What you need to do
Write out nothing except the lines running from the one containing "Need: one point per instance of the distant" to the last line of the data, exactly as they stand.

Exercise materials
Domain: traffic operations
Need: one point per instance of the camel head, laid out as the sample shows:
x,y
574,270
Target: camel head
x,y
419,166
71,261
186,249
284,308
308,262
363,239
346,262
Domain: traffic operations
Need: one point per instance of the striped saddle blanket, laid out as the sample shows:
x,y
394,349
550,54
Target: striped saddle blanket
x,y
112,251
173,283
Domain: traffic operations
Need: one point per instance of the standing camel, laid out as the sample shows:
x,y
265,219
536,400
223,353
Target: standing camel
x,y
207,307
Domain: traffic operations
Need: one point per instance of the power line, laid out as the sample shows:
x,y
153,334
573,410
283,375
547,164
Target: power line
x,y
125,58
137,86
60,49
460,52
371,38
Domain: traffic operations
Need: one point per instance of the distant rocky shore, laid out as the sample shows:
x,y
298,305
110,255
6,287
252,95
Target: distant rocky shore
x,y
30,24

Result for this task
Need: one point per instance of the distant rocky shore, laid out as the sample shows:
x,y
298,305
110,255
6,287
252,95
Target: distant rocky shore
x,y
30,24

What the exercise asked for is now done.